■ **Reading text**:
◆ ◆ ◆ ◆ ◆ ◆ ◆

# Sensilla Trichoidea-Inspired, High-Temperature, and Omnidirectional Vibration Perception Based on Monolayer Graphene

**Authors:** Yuning Li, Danke Chen, Xiaoqiu Tang, Peizhi Yu, Jingye Sun, Xue Li, Qing You, Mingqiang Zhu, Chang Gao, Linan Li, He Tian, Tao Deng

PMC · DOI: 10.1007/s40820-025-02029-z · Nano-Micro Letters · 2026-01-12

## TL;DR

This paper presents a bioinspired vibration sensor made from graphene that can detect vibrations in all directions and works at very high temperatures.

## Contribution

A 3D graphene-based vibration transducer array inspired by spider cilia, enabling omnidirectional sensing and high-temperature stability.

## Key findings

- The transducer array achieves high sensitivity (87.95 pC g−1) and wide vibration range (1 Hz–10 kHz, 0–1120 g).
- It maintains stable performance at temperatures up to 800 °C with a thin Si3N4 coating.
- A 1D convolutional neural network decouples and identifies vibration directions effectively.

## Abstract

Bioinspired MEMS vibration perception: The monolithic integration of three-dimensional semicircular biomimetic ‘cilia’-structured vibration transducer arrays based on monolayer graphene was achieved by a controlled stress-driven self-assembly technique.High Performance: The 3D vibration transducer array enables real-time, high-performance (87.95 pC g−1), and wide-range vibration monitoring (1 Hz–10 kHz, 0–1120 g) under dynamic loading, while achieving omnidirectional vibration signal acquisition and decoupling.Resistant to high temperatures: Stable vibration responses at ultrahigh temperatures up to 800 °C are achieved with merely a 20-nm-thick Si3N4 protective coating.

◆ ◆ ◆ ◆ ◆ ◆ ◆

■ **Objective**: According to the summary of the graphene vibration sensor, what enables the transducer array to keep stable vibration responses at temperatures up to 800 °C? Answer in one to three sentences.

A block of data
◆ ◆ ◆ ◆ ◆ ◆ ◆

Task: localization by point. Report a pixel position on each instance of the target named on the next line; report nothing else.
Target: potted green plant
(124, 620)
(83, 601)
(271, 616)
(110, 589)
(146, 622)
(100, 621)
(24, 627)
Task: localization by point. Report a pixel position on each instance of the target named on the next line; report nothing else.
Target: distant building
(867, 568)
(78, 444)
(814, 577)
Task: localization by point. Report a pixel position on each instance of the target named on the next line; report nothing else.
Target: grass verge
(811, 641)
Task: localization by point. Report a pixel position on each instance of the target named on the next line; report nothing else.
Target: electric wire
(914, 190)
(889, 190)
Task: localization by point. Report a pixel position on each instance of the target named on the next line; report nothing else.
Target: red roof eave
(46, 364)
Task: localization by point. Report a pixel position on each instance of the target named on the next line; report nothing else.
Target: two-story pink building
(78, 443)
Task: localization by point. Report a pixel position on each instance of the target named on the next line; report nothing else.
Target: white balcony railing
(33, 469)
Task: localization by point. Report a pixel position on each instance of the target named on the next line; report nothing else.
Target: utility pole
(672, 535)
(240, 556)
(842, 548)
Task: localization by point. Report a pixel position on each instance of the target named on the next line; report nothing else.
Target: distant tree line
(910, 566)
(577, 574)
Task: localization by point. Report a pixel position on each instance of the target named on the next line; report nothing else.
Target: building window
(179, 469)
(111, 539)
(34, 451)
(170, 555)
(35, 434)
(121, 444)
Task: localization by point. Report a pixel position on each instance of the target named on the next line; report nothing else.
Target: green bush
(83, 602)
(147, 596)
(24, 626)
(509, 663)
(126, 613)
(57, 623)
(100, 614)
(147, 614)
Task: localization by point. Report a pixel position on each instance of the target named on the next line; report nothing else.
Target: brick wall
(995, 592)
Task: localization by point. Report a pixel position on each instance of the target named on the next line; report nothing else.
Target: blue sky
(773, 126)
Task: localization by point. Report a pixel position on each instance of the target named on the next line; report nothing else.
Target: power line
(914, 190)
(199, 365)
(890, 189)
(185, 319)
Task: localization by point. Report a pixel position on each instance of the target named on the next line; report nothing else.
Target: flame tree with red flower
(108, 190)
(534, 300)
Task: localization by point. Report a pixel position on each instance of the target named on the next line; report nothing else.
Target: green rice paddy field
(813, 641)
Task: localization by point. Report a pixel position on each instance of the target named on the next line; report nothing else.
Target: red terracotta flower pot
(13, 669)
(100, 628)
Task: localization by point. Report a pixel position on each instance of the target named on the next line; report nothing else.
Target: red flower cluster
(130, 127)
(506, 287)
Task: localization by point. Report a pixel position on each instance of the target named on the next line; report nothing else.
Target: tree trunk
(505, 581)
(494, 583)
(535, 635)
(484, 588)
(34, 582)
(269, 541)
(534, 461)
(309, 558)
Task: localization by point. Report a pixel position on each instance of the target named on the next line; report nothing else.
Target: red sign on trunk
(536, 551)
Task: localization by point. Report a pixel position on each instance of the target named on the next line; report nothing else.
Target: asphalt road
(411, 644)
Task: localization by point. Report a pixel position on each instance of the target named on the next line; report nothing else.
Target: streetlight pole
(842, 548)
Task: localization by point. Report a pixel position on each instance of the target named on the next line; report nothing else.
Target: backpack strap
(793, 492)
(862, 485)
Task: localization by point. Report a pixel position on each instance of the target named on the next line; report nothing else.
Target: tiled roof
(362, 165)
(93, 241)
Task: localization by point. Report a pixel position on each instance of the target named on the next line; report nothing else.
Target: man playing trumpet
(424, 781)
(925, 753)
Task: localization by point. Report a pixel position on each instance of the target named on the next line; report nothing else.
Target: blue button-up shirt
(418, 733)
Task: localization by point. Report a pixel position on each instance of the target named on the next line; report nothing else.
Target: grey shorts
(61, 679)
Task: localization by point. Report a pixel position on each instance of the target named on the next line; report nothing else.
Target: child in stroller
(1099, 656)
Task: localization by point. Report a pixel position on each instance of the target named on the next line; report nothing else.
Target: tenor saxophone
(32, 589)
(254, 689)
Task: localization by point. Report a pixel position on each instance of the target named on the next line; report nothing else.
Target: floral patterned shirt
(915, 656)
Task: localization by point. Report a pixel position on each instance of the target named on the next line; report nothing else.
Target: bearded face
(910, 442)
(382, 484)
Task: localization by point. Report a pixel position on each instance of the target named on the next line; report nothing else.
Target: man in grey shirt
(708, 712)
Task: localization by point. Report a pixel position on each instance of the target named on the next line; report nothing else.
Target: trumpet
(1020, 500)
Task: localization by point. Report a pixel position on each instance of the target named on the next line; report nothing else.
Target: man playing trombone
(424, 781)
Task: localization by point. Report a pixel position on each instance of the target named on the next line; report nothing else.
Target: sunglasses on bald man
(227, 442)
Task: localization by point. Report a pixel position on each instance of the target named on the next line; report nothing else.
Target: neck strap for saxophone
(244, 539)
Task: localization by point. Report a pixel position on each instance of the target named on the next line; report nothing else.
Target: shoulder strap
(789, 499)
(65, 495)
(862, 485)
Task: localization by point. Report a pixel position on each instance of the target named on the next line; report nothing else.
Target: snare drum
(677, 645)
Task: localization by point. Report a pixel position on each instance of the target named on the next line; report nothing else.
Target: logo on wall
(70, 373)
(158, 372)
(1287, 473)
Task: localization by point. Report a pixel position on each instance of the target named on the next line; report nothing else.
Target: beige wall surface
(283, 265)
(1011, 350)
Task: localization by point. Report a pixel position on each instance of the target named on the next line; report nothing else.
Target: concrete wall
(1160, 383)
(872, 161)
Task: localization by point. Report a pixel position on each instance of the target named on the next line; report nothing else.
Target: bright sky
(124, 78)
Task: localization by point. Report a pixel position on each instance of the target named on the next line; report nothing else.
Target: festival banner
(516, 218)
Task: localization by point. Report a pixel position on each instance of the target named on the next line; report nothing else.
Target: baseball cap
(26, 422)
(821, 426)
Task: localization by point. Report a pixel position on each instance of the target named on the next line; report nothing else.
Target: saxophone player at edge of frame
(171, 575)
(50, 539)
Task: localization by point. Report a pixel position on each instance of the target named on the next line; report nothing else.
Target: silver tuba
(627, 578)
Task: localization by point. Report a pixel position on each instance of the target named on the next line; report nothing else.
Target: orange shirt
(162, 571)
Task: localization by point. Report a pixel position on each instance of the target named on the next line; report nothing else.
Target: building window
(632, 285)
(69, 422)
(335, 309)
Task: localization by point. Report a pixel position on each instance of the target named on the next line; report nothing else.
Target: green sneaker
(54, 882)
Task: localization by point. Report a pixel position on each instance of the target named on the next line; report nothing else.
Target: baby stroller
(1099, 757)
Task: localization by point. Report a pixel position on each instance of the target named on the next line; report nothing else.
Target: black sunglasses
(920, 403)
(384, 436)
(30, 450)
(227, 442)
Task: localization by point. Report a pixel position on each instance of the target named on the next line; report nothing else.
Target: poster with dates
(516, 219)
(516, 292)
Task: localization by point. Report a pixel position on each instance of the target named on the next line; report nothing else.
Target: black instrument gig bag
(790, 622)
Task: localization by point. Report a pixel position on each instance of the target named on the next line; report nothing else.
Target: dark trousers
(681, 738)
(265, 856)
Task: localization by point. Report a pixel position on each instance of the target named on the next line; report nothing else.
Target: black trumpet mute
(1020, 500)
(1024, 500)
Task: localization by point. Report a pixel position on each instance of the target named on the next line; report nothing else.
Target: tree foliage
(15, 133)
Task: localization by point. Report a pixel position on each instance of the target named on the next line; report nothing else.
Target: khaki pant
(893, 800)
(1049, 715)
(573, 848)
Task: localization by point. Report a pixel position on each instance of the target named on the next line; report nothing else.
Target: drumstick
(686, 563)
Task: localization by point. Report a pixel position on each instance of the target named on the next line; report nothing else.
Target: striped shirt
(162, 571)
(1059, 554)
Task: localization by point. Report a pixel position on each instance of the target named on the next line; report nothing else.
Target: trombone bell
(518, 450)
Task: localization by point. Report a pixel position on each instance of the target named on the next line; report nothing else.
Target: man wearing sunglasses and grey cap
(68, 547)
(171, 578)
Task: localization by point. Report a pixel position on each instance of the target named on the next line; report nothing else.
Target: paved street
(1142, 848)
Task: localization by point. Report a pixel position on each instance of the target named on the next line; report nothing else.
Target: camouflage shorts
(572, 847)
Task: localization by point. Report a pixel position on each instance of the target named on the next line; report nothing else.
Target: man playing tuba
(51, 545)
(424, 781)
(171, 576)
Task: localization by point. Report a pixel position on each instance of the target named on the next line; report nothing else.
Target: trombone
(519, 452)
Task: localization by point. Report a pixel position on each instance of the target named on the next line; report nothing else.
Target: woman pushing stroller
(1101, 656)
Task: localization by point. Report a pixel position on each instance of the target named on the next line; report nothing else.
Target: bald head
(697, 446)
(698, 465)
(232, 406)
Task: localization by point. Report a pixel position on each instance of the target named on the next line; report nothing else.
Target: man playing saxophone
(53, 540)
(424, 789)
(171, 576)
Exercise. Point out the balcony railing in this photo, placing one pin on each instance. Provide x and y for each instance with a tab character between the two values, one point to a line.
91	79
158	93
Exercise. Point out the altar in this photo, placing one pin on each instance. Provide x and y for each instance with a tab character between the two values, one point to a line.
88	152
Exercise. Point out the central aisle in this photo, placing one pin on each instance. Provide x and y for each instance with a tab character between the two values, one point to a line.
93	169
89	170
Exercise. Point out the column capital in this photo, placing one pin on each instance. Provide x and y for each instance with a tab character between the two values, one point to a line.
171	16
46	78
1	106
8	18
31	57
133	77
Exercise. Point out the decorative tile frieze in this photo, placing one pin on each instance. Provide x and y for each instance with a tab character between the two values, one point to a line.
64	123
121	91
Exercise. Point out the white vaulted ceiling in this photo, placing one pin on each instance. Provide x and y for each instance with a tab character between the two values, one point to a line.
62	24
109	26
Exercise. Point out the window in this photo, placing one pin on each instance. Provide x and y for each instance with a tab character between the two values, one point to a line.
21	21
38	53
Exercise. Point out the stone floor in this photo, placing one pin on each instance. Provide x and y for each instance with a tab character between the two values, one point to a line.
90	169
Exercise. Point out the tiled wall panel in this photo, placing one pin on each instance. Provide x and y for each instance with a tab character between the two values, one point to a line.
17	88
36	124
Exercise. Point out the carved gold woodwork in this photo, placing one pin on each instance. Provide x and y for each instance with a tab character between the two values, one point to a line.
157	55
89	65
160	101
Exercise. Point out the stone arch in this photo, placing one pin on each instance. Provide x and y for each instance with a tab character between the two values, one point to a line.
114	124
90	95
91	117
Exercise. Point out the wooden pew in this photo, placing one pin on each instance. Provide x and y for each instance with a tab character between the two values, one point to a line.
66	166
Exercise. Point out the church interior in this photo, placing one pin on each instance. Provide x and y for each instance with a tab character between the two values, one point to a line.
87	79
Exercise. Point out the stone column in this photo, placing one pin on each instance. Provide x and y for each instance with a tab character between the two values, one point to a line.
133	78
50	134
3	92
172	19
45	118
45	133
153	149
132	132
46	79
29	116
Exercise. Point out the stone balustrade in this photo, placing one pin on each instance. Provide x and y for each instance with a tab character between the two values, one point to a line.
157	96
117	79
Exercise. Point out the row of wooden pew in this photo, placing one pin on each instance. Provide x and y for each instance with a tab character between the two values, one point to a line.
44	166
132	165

◆ ◆ ◆ ◆ ◆ ◆ ◆

■ **Expected output**: The summary credits a thin protective coating of Si3N4, only 20 nm thick. With this coating, the array gives stable vibration responses at ultrahigh temperatures of up to 800 °C.